DATA IN THIS EXERCISE below:
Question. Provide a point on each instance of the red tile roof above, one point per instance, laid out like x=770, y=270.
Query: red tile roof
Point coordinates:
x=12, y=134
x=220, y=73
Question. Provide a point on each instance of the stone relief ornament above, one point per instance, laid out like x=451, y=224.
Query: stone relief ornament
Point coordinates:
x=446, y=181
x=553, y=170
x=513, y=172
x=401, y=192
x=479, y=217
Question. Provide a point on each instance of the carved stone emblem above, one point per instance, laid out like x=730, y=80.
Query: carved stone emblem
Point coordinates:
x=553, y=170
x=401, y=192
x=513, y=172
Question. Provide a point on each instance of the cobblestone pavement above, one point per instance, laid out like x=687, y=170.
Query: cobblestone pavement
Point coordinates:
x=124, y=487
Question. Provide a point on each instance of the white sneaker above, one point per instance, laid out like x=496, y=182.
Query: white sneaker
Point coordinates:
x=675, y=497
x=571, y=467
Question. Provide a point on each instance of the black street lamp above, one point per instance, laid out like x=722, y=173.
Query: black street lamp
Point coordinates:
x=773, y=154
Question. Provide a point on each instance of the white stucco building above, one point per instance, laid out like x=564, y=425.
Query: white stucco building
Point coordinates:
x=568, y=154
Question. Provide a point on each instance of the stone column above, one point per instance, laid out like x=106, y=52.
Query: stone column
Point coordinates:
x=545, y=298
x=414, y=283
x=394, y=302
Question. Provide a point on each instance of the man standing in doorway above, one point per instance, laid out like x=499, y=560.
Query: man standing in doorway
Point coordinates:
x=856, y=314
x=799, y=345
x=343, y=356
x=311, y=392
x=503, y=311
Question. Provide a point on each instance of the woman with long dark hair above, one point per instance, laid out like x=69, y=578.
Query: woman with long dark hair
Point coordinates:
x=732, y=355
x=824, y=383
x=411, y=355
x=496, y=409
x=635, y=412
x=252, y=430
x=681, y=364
End of DATA IN THIS EXERCISE.
- **YOUR ASSIGNMENT**: Exactly as they appear above, return all of the records.

- **RESULT FOR THIS TASK**:
Question. Provide a point on each instance of the red tile roof above, one point per instance, laid out like x=770, y=270.
Query: red tile roof
Point coordinates:
x=12, y=134
x=220, y=73
Question. Provide a point on each instance of the stone relief ornament above, one point per instance, laid out like x=451, y=224.
Query: stone relief ornament
Point coordinates:
x=446, y=181
x=553, y=170
x=513, y=172
x=401, y=192
x=479, y=217
Question. Provide a point on each instance of the carved stone emblem above, one point per instance, laid out like x=730, y=80.
Query: carved stone emblem
Point coordinates:
x=553, y=170
x=401, y=192
x=513, y=172
Question. Provide a point on each instance of the cobblestone pavement above, one point per instance, laid out like x=687, y=170.
Query: cobblestone pavement
Point coordinates:
x=124, y=487
Question. Provide a point on each instance of the white sneaker above, one point per instance, laid out like x=496, y=182.
Query: white sneaker
Point coordinates:
x=675, y=497
x=571, y=467
Question. Provide a point on each instance of the black street lamp above, one point per instance, laid out like x=722, y=173.
Query: black street lamp
Point coordinates:
x=773, y=154
Question. Provide a point on each instance of the white stucco building above, one point per instance, laid out like x=564, y=425.
Query: white stucco building
Point coordinates:
x=568, y=154
Question. Provide a point on each instance of the stone column above, one point per instance, laid out like x=106, y=52.
Query: stone column
Point coordinates:
x=545, y=298
x=414, y=283
x=394, y=302
Question. Provide a point on each instance of the man standing in doorway above, one point per instance, laid out like x=499, y=560.
Query: man standing in doorway
Point coordinates:
x=856, y=314
x=799, y=345
x=343, y=356
x=311, y=392
x=503, y=311
Question. Provide a point on each instance of the woman with long dark hair above, one point per instance, laid out like x=69, y=578.
Query: woman with long dark hair
Point coordinates:
x=732, y=355
x=824, y=383
x=411, y=355
x=496, y=409
x=635, y=412
x=252, y=430
x=681, y=364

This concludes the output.